■ Stated goal: Extend the bike-touring story about camping near Thomas and riding toward Maryland, picking up right after Old Man Shogren points back toward Davis.

■ Given text:
Time to find a spot to camp. Up and down the road, scanning the woods. The thunder rumbles again. Man, I better find a spot quick. I scamper into the woods. This place is full of rocks. Damn. I wish I would have brought my hammock. I find a little crack between two boulders, string my tarp and blow up my sleeping pad.

I’m swarmed by mosquitoes. I swat my face and arms. They keep swarming. I need to go get some chemicals to repel these little bastards. I crash back through the weeds and onto the road, and ride back to the Shop n’ Save to get bug spray, a bomber of Torpedo, and a coffee cake.

On the way back, I walk down to the river to wash off. The water is deep orange. I cup some into my hands, it looks like iodine. I wonder if I should bathe in this stuff. Well, it’ll probably be alright. I soap up.

The storm hasn’t started yet, so maybe I can find a better camping spot. I roll up all my stuff and ride farther down the road. A few miles in, there’s a nice clearing by the river. I reset my campsite, read until the sun sets, then go to sleep.

A mosquito buzzes in my ear. I slap it. It buzzes again. I crush it against my head. Silence for a few minutes. The buzz comes back. Christ. I’m covered in deet you little beasts, leave me alone. I pull a t-shirt over my face and pass out.

Black Water Camping

I crawl out of the tarp the next morning, and into a big mass of poison ivy. That’s fantastic. I guess I’ll find out if I’m still immune to the stuff in the next few days. I repack my bike, and roll back into town to the Bright Morning Inn for breakfast. I eat a big stack of banana-walnut-blueberry-pancakes with thick cut bacon, drink four cups of coffee, then head back towards Thomas, and on to Ohiopyle.

Since my phone is out of battery, and I can’t navigate on all the confusing back West Virginia trail roads, I decide to take the more straightforward route through Oakland, Deep Creek, and Friendsville, Maryland.

Tucker County windmill

Top of Tucker County

I coast down out of Tucker County. Into the rolling farmland and red roads in Maryland. I’m spinning my highest gear, making great time. A green Subaru honks wildly, swings around, and pulls onto the shoulder in front of me. Old Man Shogren jumps out of the car.

“Hey, where are you going, there’s a race that way!” he wheezes, and points back toward Davis.

■ Supplied information:

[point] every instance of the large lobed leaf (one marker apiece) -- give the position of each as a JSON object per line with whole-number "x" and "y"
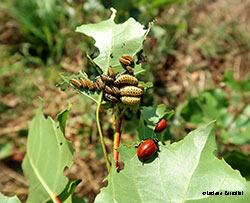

■ Expected answer:
“I know it. I just didn’t want to pay another entry fee since I was already registered for nationals,” I say.

“Well anyway, I have to go. Running late. Have a swell ride,” he says, jumps back into the car, and flips back around to go race. Funny old man.

I cruise through Deep Creek, up a climb then steep descent to Friendsville, then up another hill to Markleysburg. I start toward Confluence, the closest town to Ohiopyle. The road pitches up steeply, I shift into my lowest gear. I’m starting to lose energy now, I’ve come 60 miles on two bottles and one cliff bar.

Up, up, up. The road finally levels out at an old church. I pull off the road. I could climb up another 1000 feet over Sugarloaf Knob, then descend all the way back to Ohiopyle, or I could drop into Confluence, get a burger, then roll back into town on the Great Allegheny Passage Trail.

Hell, I’ll just take the mountain. It’ll be five miles shorter. I pedal a hundred feet up the road. Nope. Out of gas. I turn around and coast down the hill to the Lucky Dog Café.

Lucky Dog

Great Allegheny Passage Trail

After a really excellent burger, I roll onto the GAP Trail, and burn the last 12 miles into town. I stop in the bike shack that I work in, talk to the guys for a couple minutes about how scary the rail trail is with all the sketchy once-a-year bike riders, then pull off my soggy shoes.

That was a great little mini tour. 151 miles total, a ton of climbing, and lots of time in the saddle. I’ll have to do some more of those.